Sales and advertising

Registration of dog and cat traders is a legal requirement in almost all EU Member States, though the criteria for registration differ, and only around half of Member States require inspections prior to registration.

While most Member States have put a minimum age at which a puppy or kitten can be sold in legislation, usually 7 or 8 weeks for puppies and 12 weeks for kittens, this is not true for all. 

Just over a third of Member States prohibit sales of dogs and cats in pet shops, while a majority prohibit sales at markets or on the street. Most, but not all, require buyers of dogs and cats to be above a certain age (typically 16 or 18 years old).


Surgical mutilations, such as tail docking, ear cropping, devocalisation, and declawing, are illegal in all EU Member States for both dogs and cats. However, in a third of Member States, there are some exceptions, such as tail docking or declawing of certain dogs bred for hunting.

Only around a quarter of Member States have introduced regulation of online advertising of dogs and cats for sale, and the measures adopted vary significantly. Some require that all online adverts include the dog or cat’s microchip number, and others have prohibited online advertising by anyone other than the breeder, or by the breeder OR registered trader.

What are the issues?

Parts of the exercise:
[a] In the sales and advertising passage, what minimum age for selling kittens is usually set in law?
[b] Continue the sales and advertising passage from the point where it stops.

Data shown:
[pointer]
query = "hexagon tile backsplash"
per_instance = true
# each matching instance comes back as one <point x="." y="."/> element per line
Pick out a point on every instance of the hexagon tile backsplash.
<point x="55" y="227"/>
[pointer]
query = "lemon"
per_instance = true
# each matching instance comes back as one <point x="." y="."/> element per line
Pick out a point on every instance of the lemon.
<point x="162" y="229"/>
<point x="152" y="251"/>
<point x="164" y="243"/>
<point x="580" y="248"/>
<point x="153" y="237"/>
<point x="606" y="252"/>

Responses to the tasks:
[a] 12 weeks.

[b]
Without harmonised requirements for registration and licensing of traders, who act as intermediaries in the trade of dogs and cats, it is difficult to know whether the animals’ health and welfare are protected after leaving the breeding establishment and before being sold to consumers. Furthermore, registration and licensing of traders is important for traceability of the animals and the breeder (and even the country) they came from.

In the absence of EU-wide rules for the minimum age at which a dog or cat can be sold, i.e. the age at which it can be separated from its mother, it may be easier for unscrupulous traders to purchase a very young animal and illegally move it to another Member State to sell. 

Our recommendations

Online advertising of dogs and cats for sale is unregulated in most countries. Even where national legislation requires the microchip number in the online advert, without an appropriate microchip number verification system this does not guarantee traceability. As a result, consumers are often grossly unprotected when buying a pet via an online advert, and the animals’ health and welfare are left at risk.